> [Task instructions]
Go through the entries and transcribe each one exactly, dropping the pictures.
Provided records: Begin
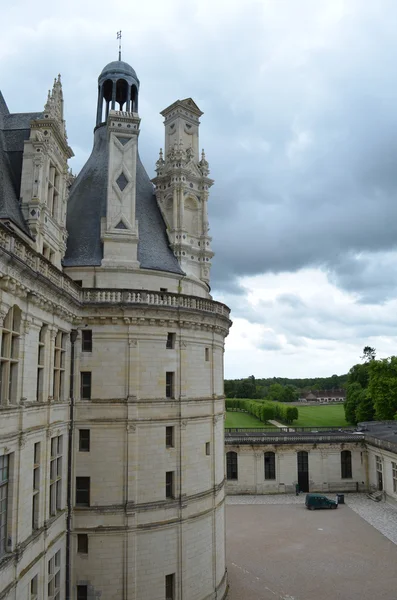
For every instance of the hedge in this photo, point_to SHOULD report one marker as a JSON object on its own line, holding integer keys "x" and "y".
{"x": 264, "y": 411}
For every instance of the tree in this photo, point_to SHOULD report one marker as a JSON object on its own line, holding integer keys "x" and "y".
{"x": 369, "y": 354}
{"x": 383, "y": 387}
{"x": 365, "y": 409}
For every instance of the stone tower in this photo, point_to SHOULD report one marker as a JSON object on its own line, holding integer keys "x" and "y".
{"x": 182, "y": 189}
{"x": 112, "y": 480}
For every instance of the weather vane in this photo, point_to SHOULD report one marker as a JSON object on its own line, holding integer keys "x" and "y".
Provided records: End
> [Task response]
For every instance of the hedge in this photo, point_to SHOULD report one marker as a JSON object on its own line, holding integer keys "x" and "y".
{"x": 264, "y": 411}
For every instance of the tree in this photo, point_to SHOULD report one marker as a JSON object on its own line, holding integer keys "x" and "y".
{"x": 369, "y": 354}
{"x": 383, "y": 387}
{"x": 365, "y": 409}
For every instance of the stone tower in this photo, point_to SHOULD report one marker as a JSON object on its own line, holding integer keys "x" and "y".
{"x": 182, "y": 189}
{"x": 112, "y": 480}
For every instance of the weather vane in this photo, point_to SHOULD report one marker as a JSON object on its own line, holding integer keys "x" and "y".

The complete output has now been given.